Work required »
Return all of the data exactly as written, without the pictures.

Entries taken from a collection
* * * *
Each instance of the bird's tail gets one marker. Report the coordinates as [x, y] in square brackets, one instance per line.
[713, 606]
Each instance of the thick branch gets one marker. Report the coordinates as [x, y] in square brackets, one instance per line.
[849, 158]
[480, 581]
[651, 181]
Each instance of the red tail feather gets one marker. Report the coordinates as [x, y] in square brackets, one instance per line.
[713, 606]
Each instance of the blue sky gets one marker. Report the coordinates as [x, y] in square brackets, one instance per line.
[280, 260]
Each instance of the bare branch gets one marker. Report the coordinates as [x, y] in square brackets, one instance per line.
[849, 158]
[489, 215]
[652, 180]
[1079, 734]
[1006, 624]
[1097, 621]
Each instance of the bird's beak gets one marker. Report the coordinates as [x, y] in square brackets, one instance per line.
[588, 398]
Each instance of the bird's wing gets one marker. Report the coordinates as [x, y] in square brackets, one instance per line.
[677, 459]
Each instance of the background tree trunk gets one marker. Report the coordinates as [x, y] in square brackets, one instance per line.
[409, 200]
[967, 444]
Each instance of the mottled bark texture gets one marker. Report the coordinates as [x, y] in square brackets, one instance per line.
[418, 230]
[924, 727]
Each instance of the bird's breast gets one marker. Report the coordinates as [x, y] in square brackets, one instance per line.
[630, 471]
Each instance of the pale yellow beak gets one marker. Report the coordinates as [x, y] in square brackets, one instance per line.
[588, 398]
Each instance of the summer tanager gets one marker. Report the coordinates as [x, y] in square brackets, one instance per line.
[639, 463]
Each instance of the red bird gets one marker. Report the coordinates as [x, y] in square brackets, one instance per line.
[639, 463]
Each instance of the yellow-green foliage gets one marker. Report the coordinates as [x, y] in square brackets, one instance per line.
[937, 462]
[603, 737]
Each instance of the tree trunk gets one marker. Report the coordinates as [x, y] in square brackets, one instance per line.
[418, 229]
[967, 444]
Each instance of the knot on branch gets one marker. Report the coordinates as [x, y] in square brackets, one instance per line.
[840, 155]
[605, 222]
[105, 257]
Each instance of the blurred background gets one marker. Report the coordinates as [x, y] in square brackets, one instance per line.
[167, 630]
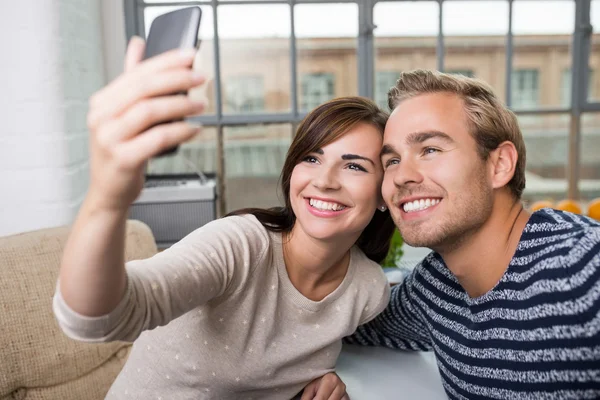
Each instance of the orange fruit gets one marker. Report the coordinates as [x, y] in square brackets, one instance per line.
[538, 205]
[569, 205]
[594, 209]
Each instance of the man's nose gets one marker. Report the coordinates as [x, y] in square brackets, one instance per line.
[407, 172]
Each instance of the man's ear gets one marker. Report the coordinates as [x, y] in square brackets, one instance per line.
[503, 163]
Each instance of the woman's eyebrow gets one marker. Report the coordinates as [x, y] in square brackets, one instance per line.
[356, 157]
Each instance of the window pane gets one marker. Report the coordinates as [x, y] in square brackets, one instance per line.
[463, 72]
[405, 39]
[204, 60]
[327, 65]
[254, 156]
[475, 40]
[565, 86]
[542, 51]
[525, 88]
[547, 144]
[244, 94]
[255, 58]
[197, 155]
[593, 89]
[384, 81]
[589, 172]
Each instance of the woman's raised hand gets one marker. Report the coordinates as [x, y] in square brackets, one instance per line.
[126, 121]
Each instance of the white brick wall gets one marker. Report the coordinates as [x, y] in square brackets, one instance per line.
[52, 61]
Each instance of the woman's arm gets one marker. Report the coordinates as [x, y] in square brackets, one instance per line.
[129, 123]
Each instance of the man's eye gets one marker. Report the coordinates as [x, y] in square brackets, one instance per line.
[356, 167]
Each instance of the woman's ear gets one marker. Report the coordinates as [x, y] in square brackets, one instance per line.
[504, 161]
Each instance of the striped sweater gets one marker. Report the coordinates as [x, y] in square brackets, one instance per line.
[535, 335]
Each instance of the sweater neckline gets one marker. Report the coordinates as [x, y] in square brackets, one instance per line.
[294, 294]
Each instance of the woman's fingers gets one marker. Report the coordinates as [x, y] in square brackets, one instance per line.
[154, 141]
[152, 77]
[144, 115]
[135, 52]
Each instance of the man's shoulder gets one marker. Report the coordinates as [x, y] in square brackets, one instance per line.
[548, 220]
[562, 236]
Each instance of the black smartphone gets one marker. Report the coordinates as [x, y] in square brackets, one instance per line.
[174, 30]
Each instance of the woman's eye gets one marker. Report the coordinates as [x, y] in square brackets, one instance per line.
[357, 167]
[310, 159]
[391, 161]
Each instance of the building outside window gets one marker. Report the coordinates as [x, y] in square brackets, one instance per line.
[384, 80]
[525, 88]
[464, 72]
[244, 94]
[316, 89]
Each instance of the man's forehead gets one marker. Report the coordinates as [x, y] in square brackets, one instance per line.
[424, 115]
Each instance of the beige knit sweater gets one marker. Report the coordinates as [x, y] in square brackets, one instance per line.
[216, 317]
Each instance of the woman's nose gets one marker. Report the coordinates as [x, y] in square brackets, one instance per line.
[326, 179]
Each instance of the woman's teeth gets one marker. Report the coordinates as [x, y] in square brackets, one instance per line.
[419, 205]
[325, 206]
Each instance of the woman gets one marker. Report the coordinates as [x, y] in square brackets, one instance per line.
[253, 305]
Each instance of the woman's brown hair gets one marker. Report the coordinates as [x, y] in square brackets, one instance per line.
* * * *
Output for this exercise »
Each instance of the bird's tail gets one marker. Report the coordinates as [x, y] in square brackets, one instance per line.
[713, 606]
Each instance of the thick branch gets one marker. Report the coordinates as [x, y] in square brackets, one instance per line.
[849, 158]
[480, 581]
[651, 181]
Each instance of the red tail feather gets one marker. Report the coordinates as [x, y] in square brackets, one instance per line.
[713, 606]
Each instance of the blue sky gets one marker. Report the coordinates as [x, y] in square brackets, one instance per line.
[280, 260]
Each instance of the bare branch gets one marker. Report the coordinates as [x, y] in square brackets, one instance per line.
[849, 158]
[489, 215]
[652, 180]
[1079, 734]
[1006, 624]
[1097, 621]
Each instance of the bird's beak gets one marker. Report the coordinates as [x, y] in square brackets, one instance per line.
[588, 398]
Each instance of the bird's wing gets one marker. Report the coordinates as [x, y] in square brackets, one instance per line.
[677, 459]
Each instance of the background tree trunk gets one marker. Report the coordinates as [x, y] in square brackets, one instance per line.
[409, 200]
[967, 444]
Each instance of the mottled bark texture gets one marker. Report the coordinates as [x, y] in square brackets, one instance per line.
[418, 230]
[924, 727]
Each instance of the bird's breast gets one marker. Report the coordinates as [x, y] in square brackets, one instance per line.
[630, 471]
Each instance of the pale yellow beak gets one marker. Report the coordinates as [x, y] in square brackets, one instance per line.
[588, 398]
Each instance of the summer tanager gets one marker. Report the coordinates as [x, y] in square brackets, one instance per line.
[639, 463]
Each instance of the red bird gets one marker. Report the coordinates as [x, y] in square brackets, one instance per line.
[639, 463]
Each instance of the yellow-green foliage gets one marker. Report the coordinates as [x, y] in square brackets, one instance per line.
[937, 462]
[603, 737]
Each instance of the tree trunk gets one marker. Report the coordinates as [x, y] in square brackets, one instance per line.
[418, 229]
[967, 444]
Each instance of the knot on branch gets one marker. Report the coordinates as [x, y] in square brackets, one instance per line.
[840, 155]
[605, 222]
[105, 257]
Each instance of the blurred background gets one marker. Report the coordinates as [x, y] in square brackets, one instance per line.
[167, 630]
Each instance of the orange fruit gets one marker. Report the coordinates as [x, y] in square brackets, one instance per line.
[538, 205]
[569, 205]
[594, 209]
Each instance of the man's nose gets one marker. Report the coordinates as [x, y] in square brackets, one instance per line.
[407, 172]
Each instance of the man's ear gets one marker. Report the coordinates as [x, y] in square brackets, one instance per line.
[503, 163]
Each instance of the woman's eyebrow gets one marker. Report the coordinates as [x, y] in square brackets, one instance per line.
[356, 157]
Each instance of the window pane gets one marker. Report the coordinates as [x, y] in square brackets, one instance per line.
[463, 72]
[405, 39]
[204, 60]
[327, 65]
[254, 156]
[475, 40]
[565, 86]
[542, 51]
[525, 88]
[547, 144]
[244, 94]
[255, 58]
[197, 155]
[593, 89]
[384, 81]
[589, 172]
Each instance of the woman's raised hand gets one marker. Report the coordinates as [x, y] in square brackets, one instance per line.
[126, 121]
Each instance of the white brick wall gets one marker. Report the coordinates as [x, y] in square brackets, one instance per line.
[52, 61]
Each instance of the woman's arm gets one marker. Report the coordinates as [x, y] in square brackets, one instance per line.
[129, 123]
Each instance of the man's eye gets one marker. Report the coordinates as [x, y] in square brackets, one instance per line.
[356, 167]
Each instance of the woman's ear gets one marker. Report the coordinates as [x, y] in square brackets, one instance per line.
[504, 161]
Each instance of the striped sweater gets one marker. Report the coordinates as [x, y] in square brackets, one instance per line.
[535, 335]
Each instance of the sweater neckline gets one marker. Report the coordinates as [x, y] in square brackets, one instance per line.
[294, 294]
Each instance of the woman's fingers gets one marker. Report the coordinates as [x, y] in square brackets, one instance per line.
[154, 141]
[152, 77]
[144, 115]
[135, 52]
Each instance of the man's shoulder gets one marker. Report the coordinates as [x, y] in square brackets, one instance per line.
[548, 220]
[562, 236]
Each instance of the black smartphone gets one marker. Report the coordinates as [x, y] in square brackets, one instance per line.
[174, 30]
Each instance of the woman's eye gets one marker. Report the coordinates as [x, y] in square brackets, one instance per line.
[357, 167]
[310, 159]
[391, 161]
Each instance of the building outside window gets one marker. Report the coordinates as [x, y] in square brackets, one instance per line.
[384, 80]
[525, 88]
[464, 72]
[244, 94]
[316, 89]
Each instance of the man's forehead gets one marker. Report the coordinates as [x, y] in square brackets, one instance per line.
[424, 115]
Each instance of the beige knit sweater gets one marker. Report the coordinates as [x, y] in square brackets, one instance per line.
[216, 317]
Each instance of the woman's nose gets one marker. Report the coordinates as [x, y] in square brackets, one instance per line.
[326, 179]
Each instance of the woman's teeth gets one marker. Report the coordinates as [x, y] in square brackets, one instance per line.
[419, 205]
[325, 206]
Each instance of the woman gets one marker. Report the coordinates as [x, y] in square brackets, one instance per line.
[253, 305]
Each instance of the woman's brown hair gets one marker. Report the coordinates as [x, y] in square brackets, one instance per line.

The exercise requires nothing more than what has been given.